** THE EXERCISE **
Print the stretch of the kitten pics thread below from "WOW they are" through "stay so still?", without changing a word.
===== DOCUMENT SECTION =====
# kitten pics



## Izzie999 (Nov 27, 2008)

Hi,

Thought I would share these pics that were taken the other day.









































Izzie


----------



## tylow (Feb 11, 2009)

Aaw how sweet they look  Santas little helpers


----------



## jae12 (Nov 5, 2010)

WOW they are so cute, perfect forChristmas cards


----------



## MissyMV6 (Aug 5, 2010)

Fantastic pics I love the second one its my favourite How did you get them to stay so still?

Angie x


----------



## Izzie999 (Nov 27, 2008)

Hi,

Thanks for all your kind comments, it is not easy to keep them still Angie. We have been trying to get a pic of all four of them together as they go their separate ways soon,can't believe its gone so quickly

Izzie


----------



## Colette (Jan 2, 2010)

Aw, all so beautifu. I love the solvery one!


----------



## suzy93074 (Sep 3, 2008)

Awww they are so cute lovely pics


----------



## raggs (Aug 3, 2008)

Absolutely gorgeous,..Strong, clean healthy kittens, a credit to you, well done............CHRIS.


----------



## Taylorbaby (Jan 10, 2009)

absolutly stunning! I want one!   gorge piccis!


----------



## messyhearts (Feb 6, 2009)

Think I have decided that Bastian is my fave.


----------



## buffie (May 31, 2010)

Fantastic photo's .Gorgeous kittens:001_wub:


----------



## Izzie999 (Nov 27, 2008)

Colette said:


> Aw, all so beautifu. I love the solvery one!


Thank you! he is the biggest in the litter, fast catching up on his Mum


suzy93074 said:


> Awww they are so cute lovely pics


Thank you!


raggs said:


> Absolutely gorgeous,..Strong, clean healthy kittens, a credit to you, well done............CHRIS.


Thanks so much Chris,really appreciate those comments!


Taylorbaby said:


> absolutly stunning! I want one!   gorge piccis!


lol my friend Jenni took the pics!


messyhearts said:


> Think I have decided that Bastian is my fave.


Bastian is my fave baby! he climbs all over you and purrs so loud



buffie said:


> Fantastic photo's .Gorgeous kittens:001_wub:


Thank you!

Izzie


----------



## lrb (Nov 6, 2010)

Aww izzie your kittens are gorgeous! Thats just the kitten i want  
Really good photos tho


----------



## ChinaBlue (Feb 3, 2008)

Just adorable!


----------



## Izzie999 (Nov 27, 2008)
===== EXTRACTED RECORDS =====
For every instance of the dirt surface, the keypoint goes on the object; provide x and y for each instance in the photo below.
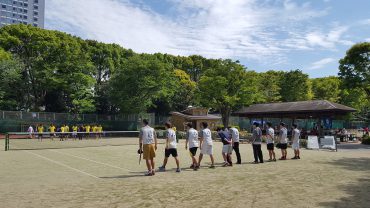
(110, 176)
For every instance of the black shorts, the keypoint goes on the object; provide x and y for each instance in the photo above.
(169, 152)
(270, 146)
(193, 151)
(283, 146)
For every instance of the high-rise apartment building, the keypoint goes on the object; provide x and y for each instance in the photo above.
(22, 12)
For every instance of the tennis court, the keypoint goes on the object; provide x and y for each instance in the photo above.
(106, 173)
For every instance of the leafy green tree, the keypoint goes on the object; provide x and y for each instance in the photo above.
(53, 63)
(227, 87)
(295, 86)
(11, 86)
(326, 88)
(141, 80)
(354, 68)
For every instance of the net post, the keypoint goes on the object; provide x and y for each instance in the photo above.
(6, 142)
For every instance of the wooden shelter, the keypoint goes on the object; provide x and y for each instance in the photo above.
(312, 109)
(195, 115)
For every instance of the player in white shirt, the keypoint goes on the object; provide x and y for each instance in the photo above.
(295, 143)
(270, 134)
(148, 146)
(283, 143)
(235, 142)
(171, 147)
(206, 144)
(30, 131)
(192, 140)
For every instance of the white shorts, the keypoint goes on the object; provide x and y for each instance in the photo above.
(295, 146)
(227, 149)
(207, 149)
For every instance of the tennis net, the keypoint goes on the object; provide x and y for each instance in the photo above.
(35, 141)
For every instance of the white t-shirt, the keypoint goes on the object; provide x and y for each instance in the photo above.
(270, 136)
(171, 136)
(192, 136)
(147, 134)
(206, 135)
(283, 134)
(296, 135)
(30, 129)
(234, 134)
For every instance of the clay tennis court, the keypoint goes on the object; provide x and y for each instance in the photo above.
(110, 176)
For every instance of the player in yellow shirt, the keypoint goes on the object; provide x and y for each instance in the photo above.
(62, 130)
(52, 131)
(40, 131)
(66, 131)
(87, 129)
(100, 131)
(74, 133)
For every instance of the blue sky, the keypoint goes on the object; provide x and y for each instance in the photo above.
(262, 34)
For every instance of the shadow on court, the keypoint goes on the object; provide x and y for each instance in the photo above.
(358, 191)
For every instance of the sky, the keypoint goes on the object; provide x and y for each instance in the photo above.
(310, 35)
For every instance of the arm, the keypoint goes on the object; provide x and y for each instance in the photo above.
(155, 140)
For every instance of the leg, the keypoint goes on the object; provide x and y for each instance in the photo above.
(212, 160)
(200, 159)
(237, 152)
(177, 162)
(255, 154)
(260, 155)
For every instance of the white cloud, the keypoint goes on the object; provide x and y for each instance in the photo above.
(250, 29)
(321, 63)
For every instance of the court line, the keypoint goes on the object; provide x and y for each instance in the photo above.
(97, 162)
(62, 164)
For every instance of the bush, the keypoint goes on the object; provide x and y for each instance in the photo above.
(366, 139)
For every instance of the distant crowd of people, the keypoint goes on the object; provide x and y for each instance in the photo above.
(204, 141)
(65, 131)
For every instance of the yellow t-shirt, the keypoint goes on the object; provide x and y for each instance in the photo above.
(52, 129)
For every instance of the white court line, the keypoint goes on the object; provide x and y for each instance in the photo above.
(97, 162)
(62, 164)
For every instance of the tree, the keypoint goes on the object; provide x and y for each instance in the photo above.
(11, 85)
(354, 68)
(326, 88)
(54, 65)
(141, 80)
(226, 87)
(295, 86)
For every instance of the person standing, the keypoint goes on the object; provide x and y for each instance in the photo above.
(206, 144)
(192, 140)
(148, 145)
(270, 134)
(257, 142)
(235, 143)
(171, 148)
(40, 131)
(283, 137)
(295, 143)
(30, 131)
(226, 148)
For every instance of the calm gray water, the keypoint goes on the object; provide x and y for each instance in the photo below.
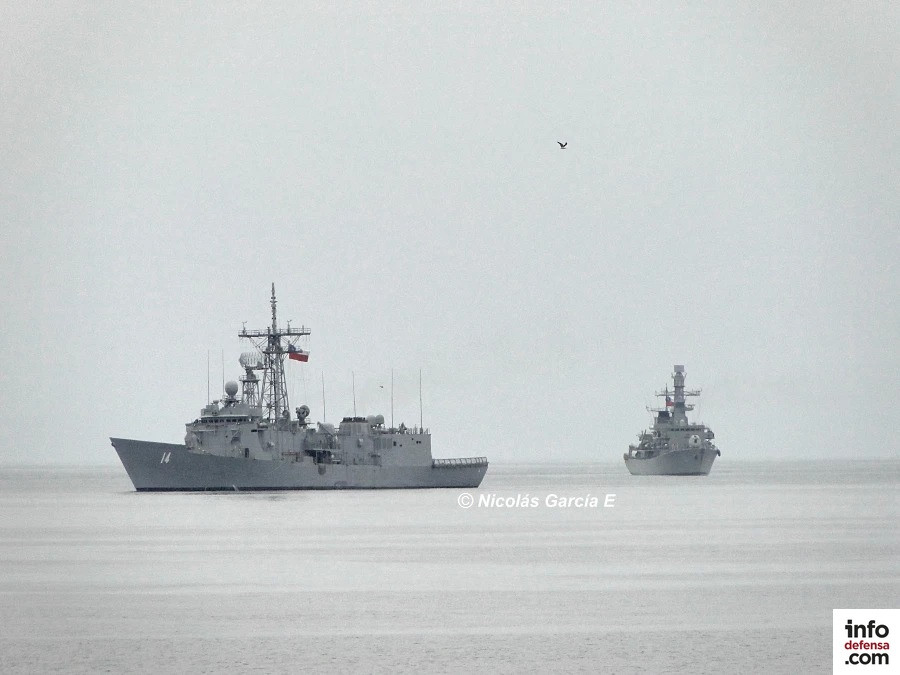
=====
** TASK OUTPUT **
WOW they are so cute, perfect forChristmas cards


----------



## MissyMV6 (Aug 5, 2010)

Fantastic pics I love the second one its my favourite How did you get them to stay so still?